Activity: Every line of the data, first to last, must be written out unchanged.

┌─ Input data

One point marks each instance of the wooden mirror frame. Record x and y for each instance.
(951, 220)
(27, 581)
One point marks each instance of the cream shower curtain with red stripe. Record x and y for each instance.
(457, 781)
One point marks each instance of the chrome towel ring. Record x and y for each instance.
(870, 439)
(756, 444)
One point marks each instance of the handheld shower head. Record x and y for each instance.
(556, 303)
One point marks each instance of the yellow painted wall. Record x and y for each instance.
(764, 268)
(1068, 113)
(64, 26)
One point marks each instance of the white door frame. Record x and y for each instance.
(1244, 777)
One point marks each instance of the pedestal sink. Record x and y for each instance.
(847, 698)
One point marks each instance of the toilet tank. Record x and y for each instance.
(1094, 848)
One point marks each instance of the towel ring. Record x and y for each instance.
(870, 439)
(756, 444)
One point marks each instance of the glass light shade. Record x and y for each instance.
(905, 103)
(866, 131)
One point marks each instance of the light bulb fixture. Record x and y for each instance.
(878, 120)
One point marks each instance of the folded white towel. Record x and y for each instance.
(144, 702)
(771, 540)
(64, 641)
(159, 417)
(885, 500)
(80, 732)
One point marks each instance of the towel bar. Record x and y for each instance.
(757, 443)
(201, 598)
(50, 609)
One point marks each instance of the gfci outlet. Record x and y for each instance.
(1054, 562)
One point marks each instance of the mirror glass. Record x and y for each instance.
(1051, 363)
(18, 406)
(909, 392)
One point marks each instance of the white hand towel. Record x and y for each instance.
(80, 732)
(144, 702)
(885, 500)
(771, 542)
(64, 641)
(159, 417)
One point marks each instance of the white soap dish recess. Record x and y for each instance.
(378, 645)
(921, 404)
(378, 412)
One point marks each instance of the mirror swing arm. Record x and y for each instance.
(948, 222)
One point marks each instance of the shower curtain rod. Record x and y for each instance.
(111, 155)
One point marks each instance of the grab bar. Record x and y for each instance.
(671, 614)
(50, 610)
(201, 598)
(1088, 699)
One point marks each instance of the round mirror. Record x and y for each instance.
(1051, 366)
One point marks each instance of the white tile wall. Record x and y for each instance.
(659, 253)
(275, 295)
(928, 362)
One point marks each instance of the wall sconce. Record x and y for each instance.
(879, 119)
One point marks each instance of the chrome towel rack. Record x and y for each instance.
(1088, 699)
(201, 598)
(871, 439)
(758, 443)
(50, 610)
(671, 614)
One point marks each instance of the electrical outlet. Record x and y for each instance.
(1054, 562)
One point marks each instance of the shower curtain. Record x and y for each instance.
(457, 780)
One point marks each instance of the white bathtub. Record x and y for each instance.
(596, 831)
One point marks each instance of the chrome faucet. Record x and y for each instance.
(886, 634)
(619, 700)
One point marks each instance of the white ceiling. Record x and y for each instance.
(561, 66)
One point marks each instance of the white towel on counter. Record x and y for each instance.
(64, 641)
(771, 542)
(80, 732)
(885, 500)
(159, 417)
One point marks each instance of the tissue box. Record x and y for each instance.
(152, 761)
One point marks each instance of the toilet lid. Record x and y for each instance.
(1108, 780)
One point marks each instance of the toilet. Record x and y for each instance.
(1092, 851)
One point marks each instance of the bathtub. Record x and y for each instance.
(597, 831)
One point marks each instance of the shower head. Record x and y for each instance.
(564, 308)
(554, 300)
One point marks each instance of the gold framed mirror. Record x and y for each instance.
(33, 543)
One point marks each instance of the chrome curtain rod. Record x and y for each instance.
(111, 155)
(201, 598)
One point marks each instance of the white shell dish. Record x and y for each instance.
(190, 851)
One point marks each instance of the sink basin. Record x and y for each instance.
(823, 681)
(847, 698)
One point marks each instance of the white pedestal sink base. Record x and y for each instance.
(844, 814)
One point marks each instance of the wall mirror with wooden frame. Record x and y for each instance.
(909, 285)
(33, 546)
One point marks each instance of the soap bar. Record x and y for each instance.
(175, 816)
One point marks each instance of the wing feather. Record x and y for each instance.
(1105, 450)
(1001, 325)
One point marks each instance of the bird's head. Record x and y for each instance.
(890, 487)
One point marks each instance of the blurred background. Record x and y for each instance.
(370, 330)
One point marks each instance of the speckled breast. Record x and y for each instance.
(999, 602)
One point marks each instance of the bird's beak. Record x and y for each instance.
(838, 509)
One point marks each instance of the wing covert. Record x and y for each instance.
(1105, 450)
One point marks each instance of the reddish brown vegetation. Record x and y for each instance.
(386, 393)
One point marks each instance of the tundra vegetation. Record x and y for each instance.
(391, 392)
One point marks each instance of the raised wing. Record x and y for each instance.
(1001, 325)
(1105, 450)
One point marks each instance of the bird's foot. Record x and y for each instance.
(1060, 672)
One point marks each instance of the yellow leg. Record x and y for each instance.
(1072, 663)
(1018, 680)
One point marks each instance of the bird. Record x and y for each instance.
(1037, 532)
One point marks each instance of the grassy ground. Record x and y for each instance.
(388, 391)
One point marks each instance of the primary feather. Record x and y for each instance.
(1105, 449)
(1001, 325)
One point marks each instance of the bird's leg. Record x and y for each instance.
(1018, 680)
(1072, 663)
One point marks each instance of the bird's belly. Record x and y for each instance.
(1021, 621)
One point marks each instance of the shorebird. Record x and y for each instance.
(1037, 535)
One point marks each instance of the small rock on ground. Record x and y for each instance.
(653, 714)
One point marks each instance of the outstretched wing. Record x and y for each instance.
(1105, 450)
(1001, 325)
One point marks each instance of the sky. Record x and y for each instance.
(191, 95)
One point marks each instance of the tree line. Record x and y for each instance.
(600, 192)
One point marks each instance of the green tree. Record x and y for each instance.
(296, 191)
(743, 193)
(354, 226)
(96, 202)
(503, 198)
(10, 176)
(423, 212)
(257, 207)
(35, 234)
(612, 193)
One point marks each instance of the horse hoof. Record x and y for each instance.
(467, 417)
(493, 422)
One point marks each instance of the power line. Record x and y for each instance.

└─

Exercise answer:
One point marks each instance of the wooden mirror frame. Record x and y for each instance.
(951, 220)
(27, 581)
One point marks each instance of the cream shower curtain with red stripe. Record x and y for each instance.
(457, 781)
One point marks each instance of the chrome towel ring. Record x and y for each instance.
(870, 439)
(756, 444)
One point marks each instance of the handheld shower head. Record x and y for each instance.
(556, 303)
One point marks each instance of the yellow painted wall. Record x and y for each instance.
(764, 268)
(1068, 113)
(64, 26)
One point marks each instance of the white door frame. Record x and y for each instance.
(1244, 777)
One point marks each instance of the pedestal sink. Record x and y for each instance.
(847, 698)
One point marks each instance of the toilet tank. Record x and y for each instance.
(1094, 848)
One point marks each instance of the towel ring. Record x and y for each instance.
(870, 439)
(756, 444)
One point marks each instance of the glass light shade. Record x and y for each instance.
(905, 103)
(866, 131)
One point marks each instance of the light bulb fixture. Record x and y for each instance.
(878, 120)
One point marks each instance of the folded white towel. Record x and y for each instance.
(144, 702)
(771, 540)
(64, 641)
(159, 417)
(885, 500)
(80, 732)
One point marks each instance of the towel bar. Record x and y for each instance.
(757, 443)
(201, 598)
(50, 609)
One point marks each instance of the gfci outlet. Record x and y for each instance.
(1054, 562)
One point marks each instance of the mirror glass. Record x and y for each instance.
(1051, 363)
(18, 406)
(909, 392)
One point marks each instance of the white hand towel. Record x and y for each instance.
(80, 732)
(144, 702)
(885, 500)
(771, 542)
(64, 641)
(159, 417)
One point marks each instance of the white soap dish recess. Record x and y for each instance.
(378, 645)
(921, 404)
(378, 412)
One point marks each instance of the mirror swing arm. Record x and y for each instance.
(948, 222)
One point marks each instance of the shower curtain rod. Record x and y for each instance.
(111, 155)
One point marks each instance of the grab bar. Record x and y for each instance.
(671, 614)
(50, 610)
(201, 598)
(1088, 699)
One point marks each instance of the round mirror. Record x and y for each instance.
(1051, 366)
One point marks each instance of the white tile wall. Record x and y for each instance.
(659, 253)
(275, 295)
(928, 362)
One point marks each instance of the wall sconce. Record x and y for each instance.
(879, 119)
One point marks each instance of the chrome towel rack. Record x and y for each instance.
(1088, 699)
(201, 598)
(871, 439)
(758, 443)
(50, 610)
(671, 614)
One point marks each instance of the electrical outlet. Record x and y for each instance.
(1054, 562)
One point marks each instance of the shower curtain. Record x and y for each instance.
(457, 780)
One point marks each instance of the white bathtub. Record x and y for each instance.
(596, 831)
One point marks each instance of the chrome faucet. Record x and y for each instance.
(886, 634)
(619, 700)
One point marks each instance of the white ceiling. Record x and y for each instance.
(561, 66)
One point marks each instance of the white towel on counter. Record x and y for each instance.
(64, 641)
(771, 542)
(80, 732)
(885, 500)
(159, 417)
One point marks each instance of the tissue box. Record x and y for each instance.
(152, 761)
One point marks each instance of the toilet lid. Record x and y for each instance.
(1108, 780)
One point marks each instance of the toilet. Record x and y for each instance.
(1092, 851)
One point marks each instance of the bathtub. Record x and y for each instance.
(597, 831)
One point marks each instance of the shower head. Record x and y for each instance.
(564, 308)
(554, 300)
One point marks each instance of the gold framed mirror. Record x and y for each instance.
(33, 543)
One point marks each instance of the chrome curtain rod. Record x and y for each instance.
(111, 155)
(201, 598)
One point marks each instance of the white shell dish. Record x and y for each instance.
(190, 851)
One point marks each instance of the sink basin. Record x and y for each instance.
(823, 681)
(847, 698)
One point marks each instance of the white pedestal sink base. Record x and y for each instance.
(844, 814)
One point marks each instance of the wall mirror with wooden frame. Record x and y for each instance.
(909, 285)
(33, 546)
One point marks each instance of the soap bar. Record x and y for each instance.
(175, 816)
One point marks each instance of the wing feather. Record x and y for each instance.
(1105, 450)
(1001, 325)
One point marks each instance of the bird's head. Record x and y for each instance.
(890, 487)
One point marks each instance of the blurred background. Record x and y for each instance.
(370, 330)
One point marks each instance of the speckled breast. Record x and y for each instance.
(999, 602)
One point marks each instance of the bird's beak. Record x and y for each instance.
(838, 509)
One point marks each instance of the wing covert. Record x and y for each instance.
(1105, 450)
One point marks each instance of the reddish brown vegetation. Record x and y for each instance.
(386, 393)
One point marks each instance of the tundra vegetation. Record x and y for each instance.
(391, 392)
One point marks each instance of the raised wing. Record x and y for each instance.
(1001, 325)
(1105, 450)
One point marks each instance of the bird's foot. Record x and y for each instance.
(1060, 672)
One point marks each instance of the yellow leg. Record x and y for each instance.
(1072, 663)
(1018, 680)
One point marks each instance of the bird. Record x and y for each instance.
(1037, 532)
One point marks each instance of the grassy ground. Record x and y for each instance.
(388, 391)
One point marks each instance of the primary feather. Record x and y for each instance.
(1105, 449)
(1001, 325)
One point marks each instance of the bird's leg. Record x and y for each instance.
(1018, 680)
(1072, 663)
One point marks each instance of the bird's belly. Record x and y for each instance.
(1021, 621)
One point marks each instance of the shorebird. Record x and y for each instance.
(1037, 535)
One point marks each instance of the small rock on ground. Record x and y for each instance.
(653, 714)
One point marks each instance of the outstretched wing. Record x and y for each instance.
(1105, 450)
(1001, 325)
One point marks each instance of the sky. Record x and y for each instance.
(191, 95)
One point marks each instance of the tree line. Record x and y for each instance.
(600, 192)
One point marks each instance of the green tree. Record x and y for each instance.
(296, 191)
(743, 193)
(354, 226)
(96, 202)
(503, 198)
(10, 176)
(423, 212)
(257, 207)
(35, 234)
(612, 193)
One point marks each instance of the horse hoof. Record x and y for each instance.
(467, 417)
(493, 422)
One point marks each instance of the power line. Record x and y for each instance.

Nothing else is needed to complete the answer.